Exercise instructions
The answer should be a faithful retyping of the records that follow, pictures excluded.

Entries taken from a collection:
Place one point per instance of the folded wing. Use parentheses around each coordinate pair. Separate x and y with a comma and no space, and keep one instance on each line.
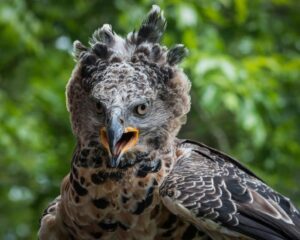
(222,197)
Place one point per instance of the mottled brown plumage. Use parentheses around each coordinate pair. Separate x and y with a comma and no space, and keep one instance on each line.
(130,177)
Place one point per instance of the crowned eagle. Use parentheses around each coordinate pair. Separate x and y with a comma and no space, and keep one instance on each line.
(130,176)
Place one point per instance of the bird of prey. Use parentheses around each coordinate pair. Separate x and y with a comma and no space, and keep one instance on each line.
(130,176)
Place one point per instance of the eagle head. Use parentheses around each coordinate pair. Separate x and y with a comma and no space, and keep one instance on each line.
(128,92)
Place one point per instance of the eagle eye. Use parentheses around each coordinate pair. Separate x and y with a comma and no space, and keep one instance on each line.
(99,108)
(141,109)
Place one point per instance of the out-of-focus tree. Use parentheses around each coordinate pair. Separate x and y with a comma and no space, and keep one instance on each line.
(244,65)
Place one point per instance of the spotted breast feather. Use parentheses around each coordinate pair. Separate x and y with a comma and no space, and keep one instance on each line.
(222,197)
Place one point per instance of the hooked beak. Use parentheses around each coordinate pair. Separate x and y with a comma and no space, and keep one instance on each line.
(117,140)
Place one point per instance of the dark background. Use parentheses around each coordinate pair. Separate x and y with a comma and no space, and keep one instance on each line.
(244,65)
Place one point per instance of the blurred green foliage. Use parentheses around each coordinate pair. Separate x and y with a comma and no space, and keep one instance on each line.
(244,65)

Output
Place one point per instance of the folded wing. Use parentheses around each coordinate pair. Separate x and y with a comma and no space, and keep one instance on each line.
(222,197)
Place one point per instance of the mottled brown plumage. Use parentheses around each coordinate pair. Separate x and y with a comma and no space, and keep one instance on each line.
(130,177)
Place one point per instance of the crowned eagle. Use parentheses around each coordinate pair. Separate x and y with a comma and no space, and keep one instance on each line.
(130,176)
Place one point per instance of the bird of prey. Use parentheses around each coordinate pair. Separate x and y with a comma and no space, and keep one instance on each line.
(130,176)
Place one point per instance of the eagle head. Use parentheses around each coordinate pair. Separate x and y with a comma and no space, and keep one instance on each line.
(128,92)
Place one point per instance of the eagle eye. Use parentheses around each coordinate pair. Separate x and y with a comma and no space, and keep one instance on each line.
(99,108)
(141,109)
Place one point per instance of the out-of-focus tree. Use parentheses around each coordinate pair. Separate x and y with a comma and no space, and keep one instance on each line.
(244,65)
Place one point per instance of the spotted breast feather. Use parentheses around each coordinate pair. Separate x and y with a comma and no space, and keep one instance on each line.
(222,197)
Place one point per instance of the hooked beak. Use parentheses around each coordinate pair. Separate x and y with a comma and no space, and keep one instance on each line.
(117,140)
Place one point per instance of the dark background. Use parentheses around each coordinate pair. Separate x and y with a comma and no space, and keep one instance on each line.
(244,65)
Place one point per instance of the blurred green foliage. Use parentheses around each coordinate pair. Separate x and y with a comma and no space, and keep one instance on each line.
(244,65)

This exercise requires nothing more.